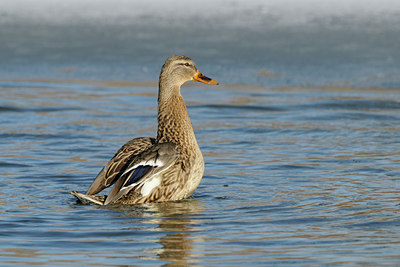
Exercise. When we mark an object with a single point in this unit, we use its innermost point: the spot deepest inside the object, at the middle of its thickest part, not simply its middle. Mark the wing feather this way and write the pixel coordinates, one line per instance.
(119, 163)
(144, 171)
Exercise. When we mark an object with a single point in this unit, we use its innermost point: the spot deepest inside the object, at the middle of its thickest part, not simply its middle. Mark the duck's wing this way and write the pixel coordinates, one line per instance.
(118, 164)
(144, 172)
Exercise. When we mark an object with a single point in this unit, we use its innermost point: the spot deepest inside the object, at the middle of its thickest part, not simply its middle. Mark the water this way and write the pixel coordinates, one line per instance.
(301, 149)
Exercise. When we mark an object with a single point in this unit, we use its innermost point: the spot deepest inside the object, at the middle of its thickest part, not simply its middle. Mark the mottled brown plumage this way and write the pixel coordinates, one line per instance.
(169, 167)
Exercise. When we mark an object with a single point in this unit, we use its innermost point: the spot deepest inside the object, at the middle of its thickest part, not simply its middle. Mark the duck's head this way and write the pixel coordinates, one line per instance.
(179, 69)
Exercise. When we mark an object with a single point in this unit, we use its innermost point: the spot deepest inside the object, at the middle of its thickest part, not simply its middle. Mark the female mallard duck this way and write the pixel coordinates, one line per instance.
(168, 167)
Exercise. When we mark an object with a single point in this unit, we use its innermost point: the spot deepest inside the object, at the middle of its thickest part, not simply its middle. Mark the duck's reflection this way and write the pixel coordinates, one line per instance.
(178, 220)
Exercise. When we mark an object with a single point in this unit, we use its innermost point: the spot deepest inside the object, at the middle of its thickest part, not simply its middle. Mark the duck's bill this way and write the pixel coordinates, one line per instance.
(203, 79)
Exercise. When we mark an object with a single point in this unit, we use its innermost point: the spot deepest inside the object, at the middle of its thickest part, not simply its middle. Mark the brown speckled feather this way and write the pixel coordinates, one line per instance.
(114, 168)
(169, 167)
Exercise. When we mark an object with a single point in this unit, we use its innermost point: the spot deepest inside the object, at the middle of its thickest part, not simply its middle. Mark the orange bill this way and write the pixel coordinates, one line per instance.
(203, 79)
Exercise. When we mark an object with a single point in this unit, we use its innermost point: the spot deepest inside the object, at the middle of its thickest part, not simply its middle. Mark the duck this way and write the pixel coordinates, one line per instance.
(168, 167)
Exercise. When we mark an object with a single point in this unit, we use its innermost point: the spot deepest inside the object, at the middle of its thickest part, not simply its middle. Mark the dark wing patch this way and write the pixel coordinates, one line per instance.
(118, 164)
(137, 174)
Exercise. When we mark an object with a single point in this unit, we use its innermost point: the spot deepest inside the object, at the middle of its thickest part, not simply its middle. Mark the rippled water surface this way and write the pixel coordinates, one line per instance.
(301, 139)
(293, 176)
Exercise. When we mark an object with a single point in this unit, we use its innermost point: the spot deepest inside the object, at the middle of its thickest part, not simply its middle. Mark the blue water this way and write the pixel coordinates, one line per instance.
(301, 139)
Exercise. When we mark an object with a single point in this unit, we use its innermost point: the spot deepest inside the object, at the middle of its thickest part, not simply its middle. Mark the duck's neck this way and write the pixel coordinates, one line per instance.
(173, 120)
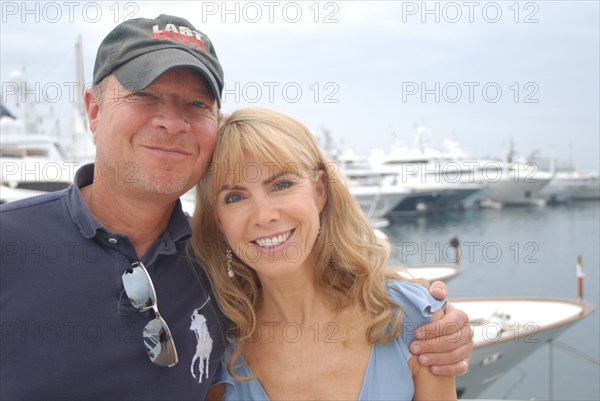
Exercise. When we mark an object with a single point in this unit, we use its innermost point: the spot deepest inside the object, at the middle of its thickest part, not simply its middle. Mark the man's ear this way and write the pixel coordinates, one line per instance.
(92, 107)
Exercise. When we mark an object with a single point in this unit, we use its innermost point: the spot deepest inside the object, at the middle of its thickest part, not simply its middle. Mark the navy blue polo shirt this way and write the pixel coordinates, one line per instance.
(68, 329)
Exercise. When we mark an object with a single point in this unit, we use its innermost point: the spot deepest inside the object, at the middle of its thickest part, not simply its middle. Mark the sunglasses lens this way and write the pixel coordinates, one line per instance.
(159, 343)
(139, 288)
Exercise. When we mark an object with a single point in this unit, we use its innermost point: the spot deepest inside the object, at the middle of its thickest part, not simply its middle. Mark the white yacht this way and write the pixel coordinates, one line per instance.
(507, 330)
(437, 184)
(36, 154)
(375, 196)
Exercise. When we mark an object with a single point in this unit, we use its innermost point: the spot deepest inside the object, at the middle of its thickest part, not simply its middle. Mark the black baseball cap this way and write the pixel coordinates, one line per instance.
(138, 51)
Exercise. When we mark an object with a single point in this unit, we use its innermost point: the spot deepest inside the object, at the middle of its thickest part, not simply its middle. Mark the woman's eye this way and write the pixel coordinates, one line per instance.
(232, 198)
(285, 184)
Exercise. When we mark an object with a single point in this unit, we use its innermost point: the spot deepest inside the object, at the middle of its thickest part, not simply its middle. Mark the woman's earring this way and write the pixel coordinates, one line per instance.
(229, 259)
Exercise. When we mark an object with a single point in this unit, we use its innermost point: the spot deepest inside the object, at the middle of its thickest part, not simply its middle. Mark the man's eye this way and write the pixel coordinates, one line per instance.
(232, 198)
(199, 104)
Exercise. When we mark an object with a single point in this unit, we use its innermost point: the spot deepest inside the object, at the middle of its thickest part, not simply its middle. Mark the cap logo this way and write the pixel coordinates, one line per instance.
(179, 34)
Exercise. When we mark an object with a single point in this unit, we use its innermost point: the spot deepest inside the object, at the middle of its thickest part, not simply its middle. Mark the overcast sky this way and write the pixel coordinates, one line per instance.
(476, 71)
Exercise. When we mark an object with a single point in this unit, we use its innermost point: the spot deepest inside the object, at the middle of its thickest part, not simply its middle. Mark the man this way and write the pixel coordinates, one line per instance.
(82, 268)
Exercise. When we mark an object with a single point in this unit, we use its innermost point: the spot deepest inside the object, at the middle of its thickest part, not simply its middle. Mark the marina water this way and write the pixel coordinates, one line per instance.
(521, 252)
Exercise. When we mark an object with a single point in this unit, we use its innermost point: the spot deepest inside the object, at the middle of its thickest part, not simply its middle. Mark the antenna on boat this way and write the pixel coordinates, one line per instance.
(580, 277)
(454, 243)
(80, 81)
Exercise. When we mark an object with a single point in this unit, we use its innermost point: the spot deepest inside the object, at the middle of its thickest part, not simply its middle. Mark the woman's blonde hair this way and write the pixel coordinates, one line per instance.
(350, 261)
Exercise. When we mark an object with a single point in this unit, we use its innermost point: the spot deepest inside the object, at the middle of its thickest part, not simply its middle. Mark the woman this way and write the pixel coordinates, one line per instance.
(295, 266)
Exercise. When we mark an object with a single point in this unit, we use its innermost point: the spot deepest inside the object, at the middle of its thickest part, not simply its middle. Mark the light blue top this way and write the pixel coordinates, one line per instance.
(387, 377)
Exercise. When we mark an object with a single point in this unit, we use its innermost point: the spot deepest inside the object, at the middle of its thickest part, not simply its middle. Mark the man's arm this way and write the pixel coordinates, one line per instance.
(445, 345)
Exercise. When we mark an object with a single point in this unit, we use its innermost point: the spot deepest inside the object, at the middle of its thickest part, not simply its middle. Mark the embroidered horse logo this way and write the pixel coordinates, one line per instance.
(204, 344)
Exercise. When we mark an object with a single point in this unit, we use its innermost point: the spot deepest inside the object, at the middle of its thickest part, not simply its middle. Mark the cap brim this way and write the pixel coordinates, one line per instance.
(140, 72)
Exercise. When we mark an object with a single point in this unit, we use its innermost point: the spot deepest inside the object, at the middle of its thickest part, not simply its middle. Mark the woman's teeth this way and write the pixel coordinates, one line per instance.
(273, 242)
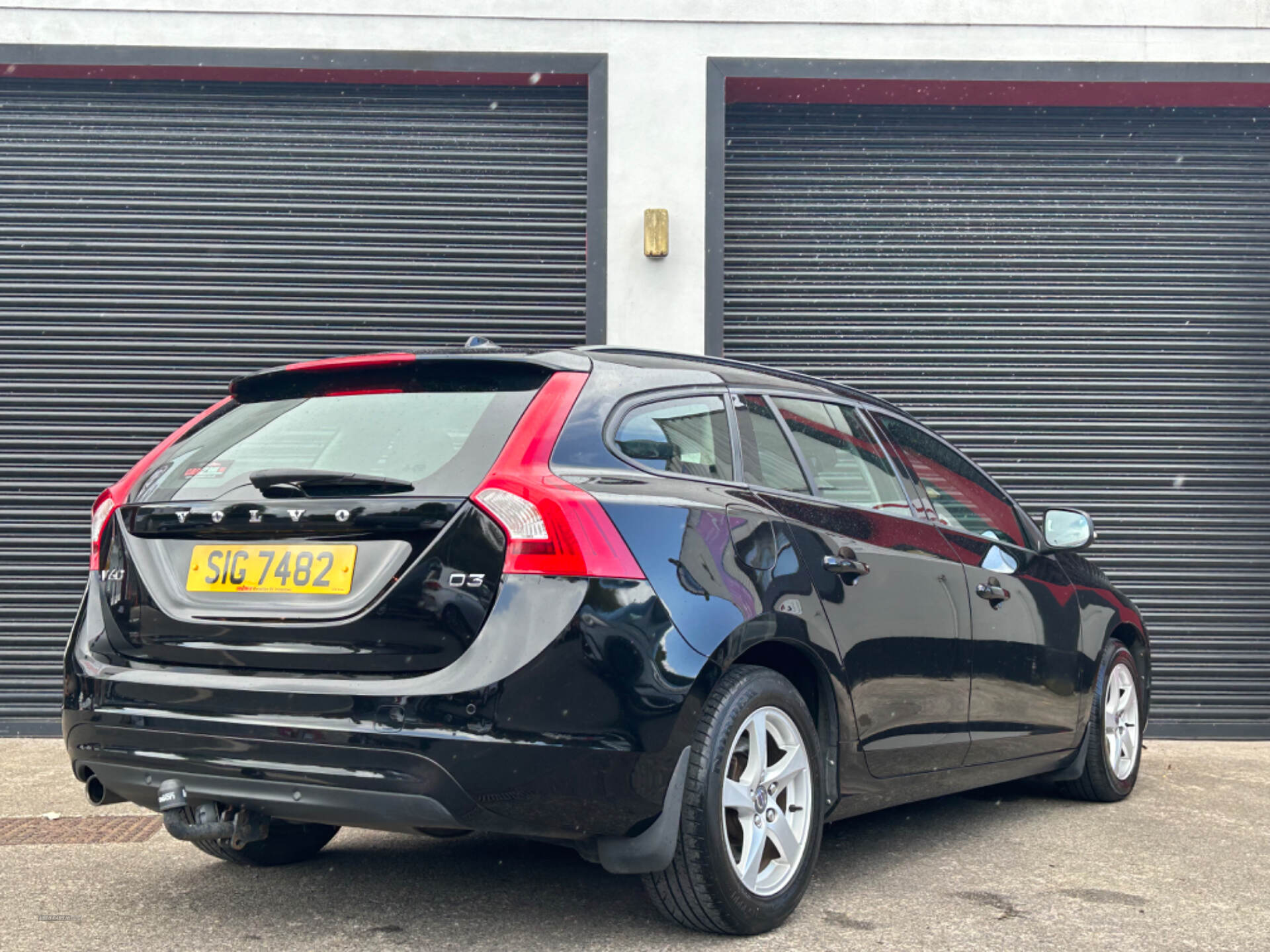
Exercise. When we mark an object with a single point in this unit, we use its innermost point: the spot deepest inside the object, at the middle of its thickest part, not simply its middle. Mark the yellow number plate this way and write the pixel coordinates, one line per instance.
(320, 571)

■ ■ ■

- About this task: Without any pictures, print the whole listing again exactly as it stands.

- Task output:
Exercise. When we mark an object with a single point in this unit, we use its innermost point: the spot deepest inside the object, at the middle of its thickest part, not simply its middle. Mark the wing feather this way and write the pixel coordinates, one line per instance.
(119, 163)
(144, 171)
Exercise. When we mark an object with a single point in this unit, we use its innermost point: the spot deepest inside the object, at the middle of its thickest part, not simply its middle. Mark the duck's wing this way and write the pixel coordinates, one line per instance.
(118, 164)
(144, 172)
Exercise. When we mark an object with a single point in this unit, we use its innermost point: the spot deepest inside the object, at the middle of its thickest part, not simply its middle. Mark the water this way and write the pixel coordinates, one line per instance.
(301, 149)
Exercise. When we mark an object with a single point in this unit, we use its innermost point: the spot deepest inside the object, at the middle of its thickest part, not simply its middle. Mark the mottled brown plumage this way and write the pixel coordinates, one line per instance.
(169, 167)
Exercise. When we mark an object with a single point in this unit, we use its innermost point: the spot deepest inside the object, at the middle of its thickest part, not simply its middle. Mark the duck's head this way and write the pixel coordinates, one line per instance.
(179, 69)
Exercise. When we mark an object with a single point in this unit, we use its innermost point: the spot deepest inside the object, at the middle of its thickest part, not simply its middle. Mark the female mallard duck this way and write the pixel coordinates, one line per instance.
(168, 167)
Exercise. When we mark an object with a single point in this unit, we use its innermost point: the spot deepest inside the object, at the middle of its thickest part, not simply its middle. Mark the duck's reflection this way and write the pixel coordinates, one line per instance.
(178, 220)
Exercise. When we mark an object with a single point in this unit, we use its innermost point: the spot deepest inside the object, at the middle of its thickest part, not simply its middle. Mark the duck's bill this way and write the pixel coordinates, one line per instance.
(203, 79)
Exercise. When we mark an object with a single point in this unit, we use its innermost point: the spot deepest inside the object, at the middle of its thickest part, not simply its middle. Mark the brown speckled feather this way and write the pixel coordinates, one line per instance.
(114, 168)
(169, 167)
Exercise. When we mark an object with a single point in this unit, we use its innermost point: the spot deepest inside the object, at the middle of its thickest part, not simply its middle. Mark the orange bill this way and write the pixel coordinates, one line per instance.
(203, 79)
Exercise. When we mark an object with a single point in this unit, we use its innermost point: the spot deepest inside the object, at the middle of its thickest part, not simply its middle. Mark the duck this way and write the pixel coordinates, one line per instance.
(168, 167)
Exercise. When we mark an object with a single point in this unit, we use its innermost point: the spot deepest inside the object, at the middle of its thickest part, not simply its middle. Mark the dark wing patch this way and write the pixel coordinates, one line per instance.
(118, 164)
(137, 174)
Exercise. When we mark an object with a single point in this unit, we use its innermost point: the spot deepest inside the object, at the middle of its thickest part, not simply its middle. Mark the rippled water surface this way and write the pixel coordinates, one line per instance.
(301, 139)
(293, 176)
Exercise. When we mark an object with a single point in this unit, we use its innermost point: the spot deepest inside the object, at the middle of its thickest part, not simply its middle. Mark the blue water this way and write the pixel coordinates, one line per instance.
(301, 139)
Exercise. When we mark an object with a single point in this unit, we use its innermost point: the spot deepest inside the object, at the middle of its thickest part, not simply its middle. Mark the duck's neck this way and write the pixel coordinates, one line per instance.
(173, 120)
Exercise. When we mark an object with a single point in this unit, we use its innermost point: the spot deepest inside the object, at the middle of its thickest part, not simply its middle. Mark the man's ear this way and write the pixel coordinates, one line per instance.
(92, 107)
Exercise. When we mark an object with a single point in this unit, we use its innermost point: the spot deepest inside the object, at the middle of its thickest part, not simply its middle. Mark the navy blue polo shirt this way and write the pixel coordinates, one line per instance.
(68, 329)
Exercise. When we mark an object with a single point in this unit, we use its innermost point: the spot deepest inside the object, at the middle of its thickest part, not simply its middle. Mark the sunglasses lens this way and write the pixel coordinates, one line per instance.
(159, 343)
(139, 288)
Exercise. When we mark an object with a single point in this unit, we use its innermost point: the spot deepest inside the object, at the middle of its thickest part, not simply its middle. Mark the white yacht this way and write the pixel coordinates, one line per instance.
(507, 330)
(437, 184)
(36, 154)
(375, 196)
Exercise. When we mark an object with a single point in this unit, we use its innermost point: the spot deepest inside the object, at the middle of its thickest part, not simply its middle. Mark the black baseball cap this way and write the pixel coordinates, one line per instance.
(138, 51)
Exercise. When we mark an object with a single point in this unit, we use its innermost point: the spot deepest inside the object, at the middle of its thickest part, not simply its middle. Mark the woman's eye this way and write the pixel coordinates, one line per instance.
(232, 198)
(285, 184)
Exercise. When we mark an object with a single point in this unit, we use its innermost point: the spot deepest inside the object, at the middle of its thickest part, not simply its middle. Mark the woman's earring this way and write the pixel coordinates, one line per instance.
(229, 259)
Exercise. When we mark an object with a single point in this unit, we use its innermost point: the spot deepest inside the object, at the middle of its thickest part, not simply its middle. Mark the man's eye this way and write the pixel coordinates, one line per instance.
(232, 198)
(199, 104)
Exercise. When we mark an object with a single point in this unit, we use its innermost point: the spot deepest inside the object, at the middle of its thickest part, not simply its middle. Mark the cap logo this way and write the pixel coordinates, one line per instance.
(179, 34)
Exercise. When we mark an object with a single point in this unit, we use its innermost point: the spot deepest inside the object, at the middle of its thickest part, not simply its middle. Mark the overcast sky this way and write the pixel coordinates, one line per instance.
(476, 71)
Exercise. When we mark an object with a single point in this unit, we use its innermost point: the spot deepest inside the object, at the middle of its thickest part, not simply its middle. Mark the man this way and write the pixel coordinates, one line per instance.
(82, 268)
Exercise. When we mark an object with a single point in this unit, we use its innermost point: the spot deepest inside the object, at the middle of its thickest part, not simply its middle. Mark the marina water this way and write the pixel coordinates, one line per instance.
(521, 252)
Exercise. When we mark an object with a single point in this unit, we use its innermost point: the spot deepest inside the object, at the middle of its thickest part, not simply its middle. Mark the antenna on boat this way and write the pixel coordinates, one line per instance.
(580, 277)
(454, 243)
(80, 81)
Exercise. When we mark an object with a single point in this unit, we use its innermost point: the spot deepest inside the object, at the middle of its thickest part, not simply its middle. Mark the woman's blonde hair this way and write the pixel coordinates, one line per instance.
(350, 261)
Exercise. When we mark an object with a single point in this unit, we use its innermost point: the spot deepest inside the object, at the middle of its thickest part, not simply its middle. Mark the woman this way and write the pixel coordinates, one line per instance.
(295, 266)
Exercise. When we mark an object with a single point in this unit, we use its innermost point: the spot deepest inside the object, at the middle of its thickest part, not simply its middle. Mark the light blue top this way and write the pixel coordinates, one line per instance.
(387, 377)
Exercise. When we mark an object with a single point in this unit, we use its innermost point: the spot deepest inside the object, at the middle of its thickest part, not simply its middle. Mark the man's arm this way and write the pixel coordinates, one line per instance.
(445, 345)
Exercise. When we mark an object with a single point in this unit, we use its innermost point: the spot deepest inside the object, at the middle of its thickest part, not simply its middle. Mark the embroidered horse logo this way and write the pixel coordinates, one line per instance.
(204, 344)
Exercise. When we mark an object with a single point in this unit, we use its innermost point: the spot deepest inside the object, at the middle of its thickest part, not simply its middle. Mark the cap brim this way and write the pixel coordinates, one line per instance.
(140, 72)
Exercise. When we mark an object with a single point in this unit, we use its innermost point: the spot deepest inside the object, at the middle of its thickest part, not simply its middle. Mark the woman's teeth this way and write the pixel coordinates, one line per instance.
(273, 242)
Exercise. When we mark an object with a single point in this unit, we use its innermost point: the spot deepest inside the object, at the middle of its thickest part, not simply its middle. Mark the yellow number plate this way and write the pixel coordinates, one line per instance.
(320, 571)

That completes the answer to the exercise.